• _SOURCE MATERIAL_
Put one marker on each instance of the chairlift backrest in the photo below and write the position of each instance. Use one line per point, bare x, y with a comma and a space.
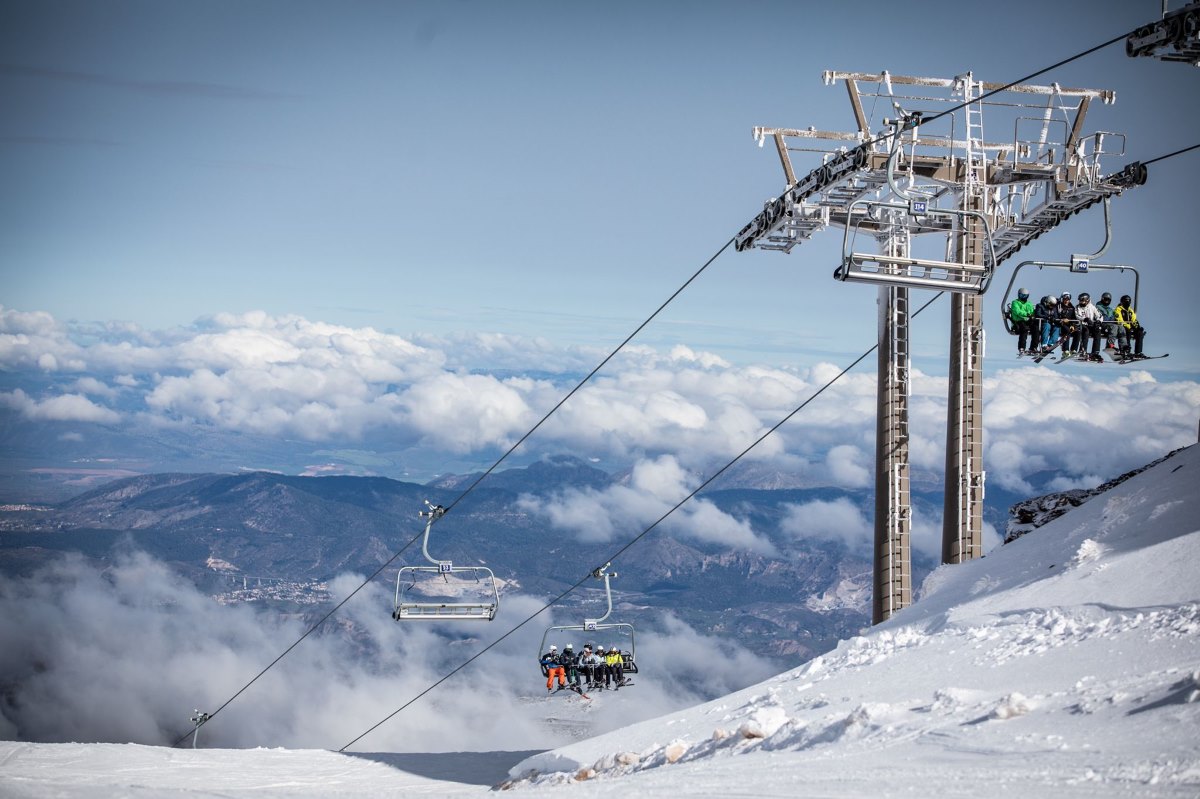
1073, 268
877, 221
409, 608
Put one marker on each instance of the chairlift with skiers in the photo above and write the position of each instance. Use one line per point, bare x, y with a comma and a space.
619, 631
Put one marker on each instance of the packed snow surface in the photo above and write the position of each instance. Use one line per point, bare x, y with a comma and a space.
1065, 664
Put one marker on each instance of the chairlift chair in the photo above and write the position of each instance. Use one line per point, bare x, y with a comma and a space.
1074, 266
409, 584
623, 629
1079, 264
873, 220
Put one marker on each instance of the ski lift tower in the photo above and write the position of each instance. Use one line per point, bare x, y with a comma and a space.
929, 203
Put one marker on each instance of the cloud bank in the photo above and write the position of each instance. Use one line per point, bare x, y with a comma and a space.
127, 652
475, 395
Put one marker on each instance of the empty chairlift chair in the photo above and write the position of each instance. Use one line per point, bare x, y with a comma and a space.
443, 592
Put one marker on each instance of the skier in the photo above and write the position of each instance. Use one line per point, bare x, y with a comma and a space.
570, 661
600, 676
1020, 312
1047, 313
1111, 329
616, 667
1134, 332
553, 668
1091, 324
1068, 324
588, 665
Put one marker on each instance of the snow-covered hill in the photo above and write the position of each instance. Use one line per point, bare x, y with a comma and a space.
1063, 664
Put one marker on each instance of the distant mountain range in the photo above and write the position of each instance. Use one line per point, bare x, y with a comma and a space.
225, 530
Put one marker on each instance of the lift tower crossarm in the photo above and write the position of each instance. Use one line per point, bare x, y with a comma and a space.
1107, 95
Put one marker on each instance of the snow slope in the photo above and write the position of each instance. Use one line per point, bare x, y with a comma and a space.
1065, 664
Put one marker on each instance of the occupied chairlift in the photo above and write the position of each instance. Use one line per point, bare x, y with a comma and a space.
881, 221
598, 625
1078, 265
439, 602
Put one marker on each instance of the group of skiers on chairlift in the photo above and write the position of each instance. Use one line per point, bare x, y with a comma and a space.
600, 670
1053, 323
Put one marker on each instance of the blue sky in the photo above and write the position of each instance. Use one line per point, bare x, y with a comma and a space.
532, 168
307, 222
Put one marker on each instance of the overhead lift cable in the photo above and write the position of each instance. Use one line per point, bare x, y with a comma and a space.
636, 538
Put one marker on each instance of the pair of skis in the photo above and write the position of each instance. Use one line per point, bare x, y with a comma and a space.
1117, 358
573, 688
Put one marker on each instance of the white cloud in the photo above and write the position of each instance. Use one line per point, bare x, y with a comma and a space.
135, 649
846, 467
67, 407
618, 512
838, 520
359, 388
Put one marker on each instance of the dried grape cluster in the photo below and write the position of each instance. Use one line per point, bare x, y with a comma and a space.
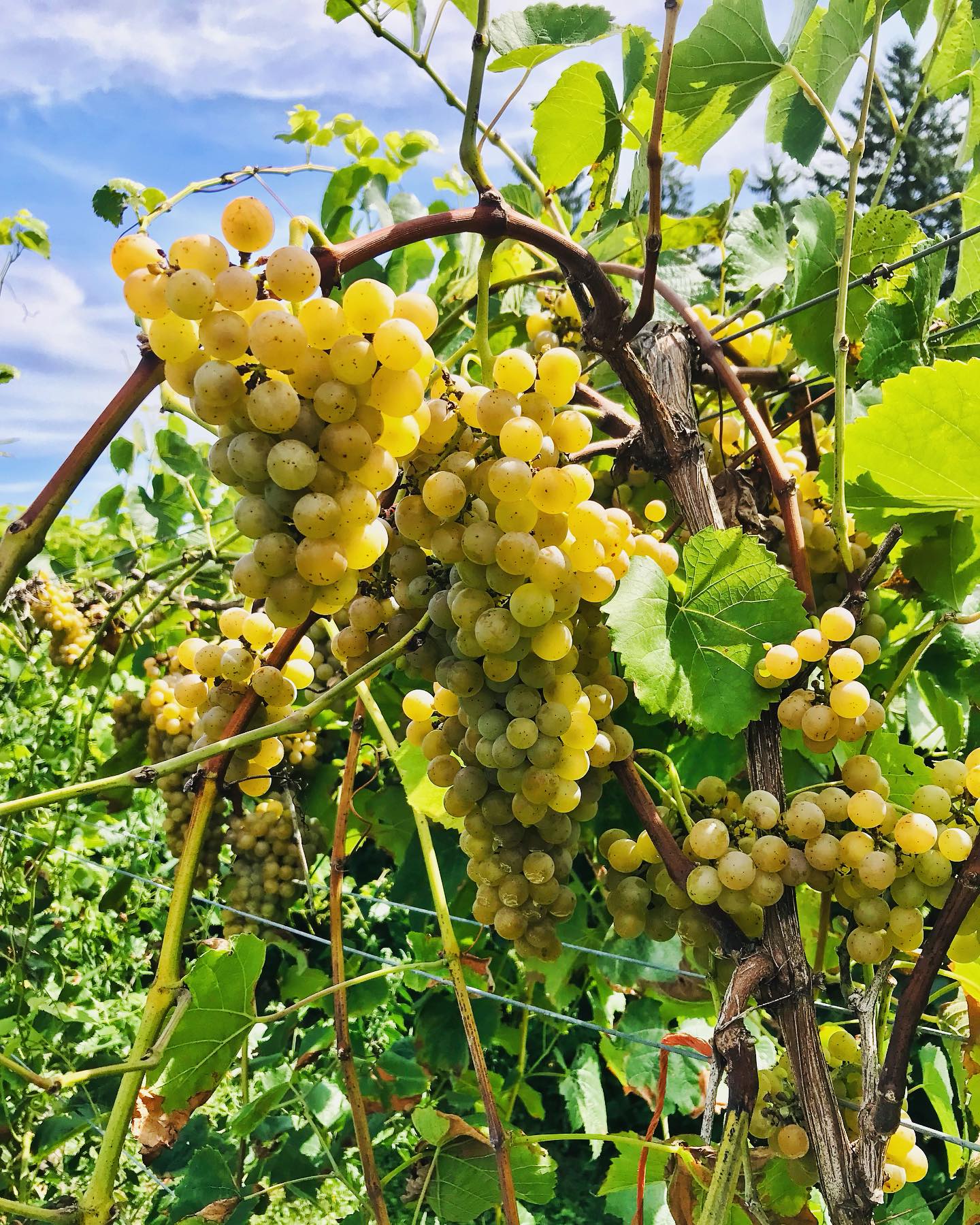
52, 606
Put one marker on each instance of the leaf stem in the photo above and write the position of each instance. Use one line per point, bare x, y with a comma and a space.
483, 309
470, 152
341, 1017
842, 342
643, 312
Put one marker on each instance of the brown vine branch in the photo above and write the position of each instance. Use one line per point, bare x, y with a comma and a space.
341, 1019
24, 536
655, 168
678, 865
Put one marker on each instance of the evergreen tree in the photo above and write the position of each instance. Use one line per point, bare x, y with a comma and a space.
925, 168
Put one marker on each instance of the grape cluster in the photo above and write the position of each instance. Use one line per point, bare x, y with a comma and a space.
314, 404
218, 675
267, 866
882, 864
169, 734
826, 713
557, 323
765, 347
777, 1115
52, 606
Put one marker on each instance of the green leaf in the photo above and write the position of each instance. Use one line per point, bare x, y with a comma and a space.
946, 561
909, 1207
179, 455
951, 69
778, 1190
211, 1032
826, 53
881, 235
206, 1180
431, 1125
904, 770
526, 37
582, 1090
691, 655
581, 98
122, 453
930, 412
465, 1180
757, 254
897, 326
718, 70
620, 1183
638, 61
938, 1090
255, 1110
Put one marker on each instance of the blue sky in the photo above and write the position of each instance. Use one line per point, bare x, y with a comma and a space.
169, 91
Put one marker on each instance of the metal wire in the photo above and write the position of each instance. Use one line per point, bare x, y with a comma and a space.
881, 271
522, 1004
600, 953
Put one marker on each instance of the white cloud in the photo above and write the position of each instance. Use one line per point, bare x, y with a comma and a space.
56, 50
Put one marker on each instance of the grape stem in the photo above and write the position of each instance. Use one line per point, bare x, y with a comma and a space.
341, 1018
145, 776
24, 536
643, 312
499, 1139
842, 342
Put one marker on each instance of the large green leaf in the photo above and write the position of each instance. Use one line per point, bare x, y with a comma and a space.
582, 1090
825, 55
718, 70
211, 1032
919, 451
938, 1090
757, 254
208, 1180
691, 655
946, 561
465, 1180
582, 101
526, 37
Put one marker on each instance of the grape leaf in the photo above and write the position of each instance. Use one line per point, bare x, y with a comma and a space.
917, 453
904, 770
881, 235
691, 655
826, 53
718, 70
897, 326
620, 1182
210, 1034
583, 99
208, 1180
946, 563
757, 251
582, 1090
526, 37
938, 1090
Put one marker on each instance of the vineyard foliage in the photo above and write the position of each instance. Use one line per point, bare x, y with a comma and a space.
506, 747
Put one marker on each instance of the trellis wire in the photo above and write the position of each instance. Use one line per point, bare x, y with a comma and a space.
881, 271
521, 1004
600, 953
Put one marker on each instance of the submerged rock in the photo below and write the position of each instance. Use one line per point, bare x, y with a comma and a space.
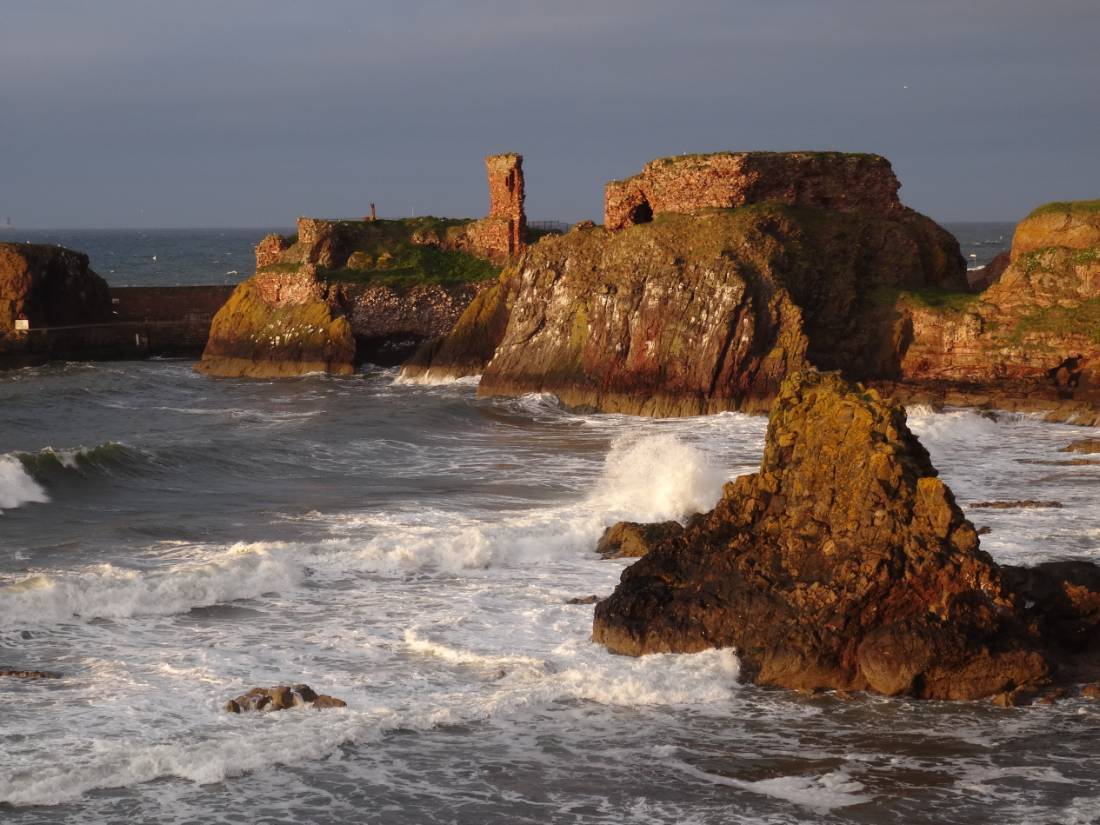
282, 697
29, 673
845, 563
1087, 446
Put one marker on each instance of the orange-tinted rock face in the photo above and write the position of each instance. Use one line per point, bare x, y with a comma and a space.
1043, 310
271, 249
727, 180
845, 563
502, 235
50, 286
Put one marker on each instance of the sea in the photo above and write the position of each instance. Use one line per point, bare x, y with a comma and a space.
168, 541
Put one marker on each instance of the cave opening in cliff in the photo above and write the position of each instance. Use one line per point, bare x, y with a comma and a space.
641, 213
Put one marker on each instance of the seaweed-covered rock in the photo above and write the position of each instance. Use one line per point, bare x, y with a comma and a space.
282, 697
693, 314
845, 563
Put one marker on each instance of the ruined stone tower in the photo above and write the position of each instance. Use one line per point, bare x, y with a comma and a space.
506, 201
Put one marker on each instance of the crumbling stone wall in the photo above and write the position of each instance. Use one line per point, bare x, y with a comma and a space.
502, 235
730, 179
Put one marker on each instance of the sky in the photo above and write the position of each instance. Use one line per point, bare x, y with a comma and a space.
142, 113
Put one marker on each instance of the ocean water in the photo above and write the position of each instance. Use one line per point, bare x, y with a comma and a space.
168, 540
158, 256
197, 256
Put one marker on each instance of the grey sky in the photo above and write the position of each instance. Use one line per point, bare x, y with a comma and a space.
249, 112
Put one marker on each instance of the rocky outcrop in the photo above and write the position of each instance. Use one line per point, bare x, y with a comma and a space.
693, 314
1088, 446
342, 293
48, 286
1029, 340
282, 697
845, 563
4, 673
278, 325
833, 180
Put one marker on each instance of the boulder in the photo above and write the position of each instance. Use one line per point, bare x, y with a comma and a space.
633, 540
845, 563
282, 697
6, 673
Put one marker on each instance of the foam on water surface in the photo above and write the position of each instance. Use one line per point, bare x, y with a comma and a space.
413, 549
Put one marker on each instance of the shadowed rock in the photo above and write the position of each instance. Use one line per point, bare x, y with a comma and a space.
845, 563
29, 673
282, 697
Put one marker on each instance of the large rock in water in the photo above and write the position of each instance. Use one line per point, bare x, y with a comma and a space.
278, 325
701, 309
845, 563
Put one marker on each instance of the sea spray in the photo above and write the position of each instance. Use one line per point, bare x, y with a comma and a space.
658, 477
17, 486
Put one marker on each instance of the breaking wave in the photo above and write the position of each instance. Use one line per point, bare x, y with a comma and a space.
17, 486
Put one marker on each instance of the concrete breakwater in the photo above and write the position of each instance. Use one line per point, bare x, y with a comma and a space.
171, 321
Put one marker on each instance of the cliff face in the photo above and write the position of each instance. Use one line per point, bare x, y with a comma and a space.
692, 314
278, 325
1043, 309
341, 293
50, 286
685, 184
845, 563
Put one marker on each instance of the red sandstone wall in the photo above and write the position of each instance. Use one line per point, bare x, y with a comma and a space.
727, 180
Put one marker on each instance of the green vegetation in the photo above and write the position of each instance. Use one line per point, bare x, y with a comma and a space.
1057, 260
1067, 207
414, 265
383, 252
1080, 320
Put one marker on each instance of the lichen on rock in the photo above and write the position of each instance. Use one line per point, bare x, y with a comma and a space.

• _SHORT EXERCISE_
Go back to the data above and please quote exactly, and only, the lines from the line with "Put one marker on each instance of the red" through its last line.

• _ANSWER FOR THE TASK_
Put one marker on each instance of the red sandstone wall in the photo above and write the position of each instance. Use one line per point, bare x, y with a comma and a space.
727, 180
Put one marker on each instance of the green vegetation in the photo above and write the position of each instance. Use one line per point, bare x, y with a comma and a space.
1057, 260
1067, 207
414, 265
383, 252
1080, 320
Put one marker on each instance of the lichen on rock in the photo above and write the position of each instance. Use one line per point, bare x, y with a comma and a space.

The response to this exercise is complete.